* **Passage**:
# # #

This setup is shifting towards the significant category in terms of
expectation for the first day of a long-lasting period of enhanced
rainfall concerns thanks to the pattern hitting a "longwave
roadblock".
Totals for the D1 period are likely to reach 2-4" across a large
domain with localized totals of 5-8" plausible in areas that see
greater training and focused cell mergers once the storm mode
shifts from supercellular to more of a multi-cell cluster after
cold pool mergers late in the evening. The previous Moderate Risk
was relatively maintained, but did extend the risk a bit further
east due to CAMs output signaling a greater risk of outflow
dominant regimes pushing the eastern extent of the heavier precip
further into northern MS and western TN. A high-end Moderate is
most likely from the Pine Bluff, AR up through the southwestern KY,
northwest TN border south of Paducah. The Memphis, TN metro and
the eastern side of Little Rock, AR is the most likely large metro
corridors under the greatest threat for significant flash flood
prospects when assessing the latest probabilities and general QPF
output. Further north into KY and IN, a Moderate Risk still exists
for most of western KY up into southern IN as guidance indicates a
secondary maxima of QPF due to cell initiation late Wednesday into
early Thursday along the leading edge of the surface wave as it
migrates northeast. Some guidance is very aggressive with precip
outputs >2" over a short time scale, enough to cause flash flood
concerns within any urban corridors and valleys located within the
river flood plane. Considering the signals for >1" at the very
least, the Moderate Risk was drawn north to account for the
potential with a general expectation this setup will evolve into
that area as we work into the D2.

# # #

(Data items)

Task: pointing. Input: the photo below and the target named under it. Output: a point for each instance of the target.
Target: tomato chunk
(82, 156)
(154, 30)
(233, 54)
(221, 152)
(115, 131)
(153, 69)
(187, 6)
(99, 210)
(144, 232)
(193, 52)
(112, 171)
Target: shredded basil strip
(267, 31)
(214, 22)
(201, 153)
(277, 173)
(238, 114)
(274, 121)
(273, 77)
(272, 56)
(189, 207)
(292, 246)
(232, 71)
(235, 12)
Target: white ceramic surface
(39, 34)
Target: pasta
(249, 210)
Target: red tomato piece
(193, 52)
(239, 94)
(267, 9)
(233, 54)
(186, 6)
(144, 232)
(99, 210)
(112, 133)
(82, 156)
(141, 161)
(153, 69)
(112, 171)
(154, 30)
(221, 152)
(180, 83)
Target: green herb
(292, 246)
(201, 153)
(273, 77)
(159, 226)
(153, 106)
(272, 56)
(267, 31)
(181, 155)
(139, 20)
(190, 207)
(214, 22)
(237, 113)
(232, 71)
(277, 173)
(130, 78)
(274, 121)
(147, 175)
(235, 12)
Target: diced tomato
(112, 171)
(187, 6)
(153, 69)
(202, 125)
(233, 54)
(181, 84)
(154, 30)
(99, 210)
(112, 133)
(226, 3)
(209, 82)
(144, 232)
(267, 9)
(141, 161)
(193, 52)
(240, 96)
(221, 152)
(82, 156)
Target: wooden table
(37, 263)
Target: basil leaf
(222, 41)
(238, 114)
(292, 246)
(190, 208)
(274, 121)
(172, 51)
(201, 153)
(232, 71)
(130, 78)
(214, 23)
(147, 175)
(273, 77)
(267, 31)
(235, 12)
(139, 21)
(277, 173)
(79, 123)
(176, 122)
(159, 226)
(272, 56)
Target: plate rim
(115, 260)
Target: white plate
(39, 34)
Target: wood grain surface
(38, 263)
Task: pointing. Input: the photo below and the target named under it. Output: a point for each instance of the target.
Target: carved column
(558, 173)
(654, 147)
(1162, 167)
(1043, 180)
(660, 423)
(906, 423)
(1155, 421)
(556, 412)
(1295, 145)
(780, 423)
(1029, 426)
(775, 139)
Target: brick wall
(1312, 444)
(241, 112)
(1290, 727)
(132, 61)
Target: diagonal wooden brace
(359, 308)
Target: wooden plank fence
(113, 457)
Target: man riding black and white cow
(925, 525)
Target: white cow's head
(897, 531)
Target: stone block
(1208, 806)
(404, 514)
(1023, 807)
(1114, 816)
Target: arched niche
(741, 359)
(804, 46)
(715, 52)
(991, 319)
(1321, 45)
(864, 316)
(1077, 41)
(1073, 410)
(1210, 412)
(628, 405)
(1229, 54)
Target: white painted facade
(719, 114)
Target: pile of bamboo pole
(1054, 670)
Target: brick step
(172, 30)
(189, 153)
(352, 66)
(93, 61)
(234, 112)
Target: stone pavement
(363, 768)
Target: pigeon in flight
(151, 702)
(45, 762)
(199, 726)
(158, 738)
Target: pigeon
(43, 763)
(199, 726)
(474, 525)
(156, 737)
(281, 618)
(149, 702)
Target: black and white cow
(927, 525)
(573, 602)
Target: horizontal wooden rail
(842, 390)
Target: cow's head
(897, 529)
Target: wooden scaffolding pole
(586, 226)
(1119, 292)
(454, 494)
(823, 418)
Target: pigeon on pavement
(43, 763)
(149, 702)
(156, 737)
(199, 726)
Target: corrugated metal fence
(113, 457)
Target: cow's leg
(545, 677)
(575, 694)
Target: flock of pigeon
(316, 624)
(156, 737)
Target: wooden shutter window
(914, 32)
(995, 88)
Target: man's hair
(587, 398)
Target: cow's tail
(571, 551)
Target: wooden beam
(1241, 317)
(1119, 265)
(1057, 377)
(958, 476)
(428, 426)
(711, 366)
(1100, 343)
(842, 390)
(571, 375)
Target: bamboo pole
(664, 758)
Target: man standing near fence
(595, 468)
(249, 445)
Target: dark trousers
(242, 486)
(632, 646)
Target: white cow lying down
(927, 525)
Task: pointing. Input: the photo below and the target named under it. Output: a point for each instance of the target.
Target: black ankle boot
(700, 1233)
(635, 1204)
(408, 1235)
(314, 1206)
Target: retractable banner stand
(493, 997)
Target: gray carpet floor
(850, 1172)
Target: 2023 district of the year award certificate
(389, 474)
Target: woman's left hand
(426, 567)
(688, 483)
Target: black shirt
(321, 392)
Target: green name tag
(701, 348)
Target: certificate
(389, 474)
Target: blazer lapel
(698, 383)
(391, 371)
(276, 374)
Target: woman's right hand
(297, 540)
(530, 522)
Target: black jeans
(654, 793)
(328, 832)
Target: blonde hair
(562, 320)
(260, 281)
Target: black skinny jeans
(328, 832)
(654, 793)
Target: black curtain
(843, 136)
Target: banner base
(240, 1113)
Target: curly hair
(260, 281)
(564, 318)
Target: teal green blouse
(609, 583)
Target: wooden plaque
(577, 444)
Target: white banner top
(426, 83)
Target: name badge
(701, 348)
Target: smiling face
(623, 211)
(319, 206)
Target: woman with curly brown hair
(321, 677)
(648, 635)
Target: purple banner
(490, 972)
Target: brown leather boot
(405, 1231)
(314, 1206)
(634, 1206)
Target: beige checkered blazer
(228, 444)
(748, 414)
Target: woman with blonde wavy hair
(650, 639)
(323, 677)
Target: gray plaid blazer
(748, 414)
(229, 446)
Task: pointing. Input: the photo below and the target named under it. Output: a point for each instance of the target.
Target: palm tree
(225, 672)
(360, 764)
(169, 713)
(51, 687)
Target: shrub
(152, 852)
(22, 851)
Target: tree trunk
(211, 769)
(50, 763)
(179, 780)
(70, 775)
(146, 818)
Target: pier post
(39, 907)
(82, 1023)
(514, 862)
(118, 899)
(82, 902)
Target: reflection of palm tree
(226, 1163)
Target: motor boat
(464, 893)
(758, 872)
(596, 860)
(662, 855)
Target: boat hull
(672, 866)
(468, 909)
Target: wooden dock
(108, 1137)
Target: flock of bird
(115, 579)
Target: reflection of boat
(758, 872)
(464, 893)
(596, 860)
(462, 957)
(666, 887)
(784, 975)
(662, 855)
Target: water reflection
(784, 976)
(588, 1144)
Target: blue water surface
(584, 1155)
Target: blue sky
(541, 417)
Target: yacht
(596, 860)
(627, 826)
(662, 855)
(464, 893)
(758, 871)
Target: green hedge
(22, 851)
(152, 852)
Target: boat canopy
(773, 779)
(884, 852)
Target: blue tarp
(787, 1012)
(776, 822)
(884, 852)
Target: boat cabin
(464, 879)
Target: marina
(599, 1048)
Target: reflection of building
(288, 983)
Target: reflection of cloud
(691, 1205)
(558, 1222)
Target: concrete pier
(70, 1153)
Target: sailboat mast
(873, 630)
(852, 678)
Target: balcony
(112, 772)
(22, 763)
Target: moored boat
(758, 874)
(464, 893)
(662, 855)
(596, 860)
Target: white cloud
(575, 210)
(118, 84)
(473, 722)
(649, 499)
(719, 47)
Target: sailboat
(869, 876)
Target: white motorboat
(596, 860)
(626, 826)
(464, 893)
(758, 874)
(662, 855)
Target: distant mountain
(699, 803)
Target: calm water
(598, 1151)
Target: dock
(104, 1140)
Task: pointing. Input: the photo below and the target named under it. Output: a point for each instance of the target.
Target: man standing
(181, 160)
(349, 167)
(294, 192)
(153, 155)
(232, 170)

# # #

* **Objectives**:
1/ Using the rainfall outlook, decide whether each statement agrees with it. Answer yes or no for each and quote the words that settle it.
(a) Day 1 rainfall totals are likely to reach 2-4" across a large domain.
(b) The Moderate Risk was moved farther west.
(c) A Moderate Risk covers most of western KY up into southern IN.
2/ Answer these questions from the rainfall outlook.
(a) What is the pattern said to be hitting?
(b) Which large metro corridors are most likely under the greatest threat for significant flash flooding?
(c) When is cell initiation expected along the leading edge of the surface wave?

* **Task-by-task results**:
1/
(a) Yes: "Totals for the D1 period are likely to reach 2-4" across a large domain"
(b) No: "did extend the risk a bit further east"
(c) Yes: "a Moderate Risk still exists for most of western KY up into southern IN"

2/
(a) A "longwave roadblock"
(b) The Memphis, TN metro and the eastern side of Little Rock, AR
(c) Late Wednesday into early Thursday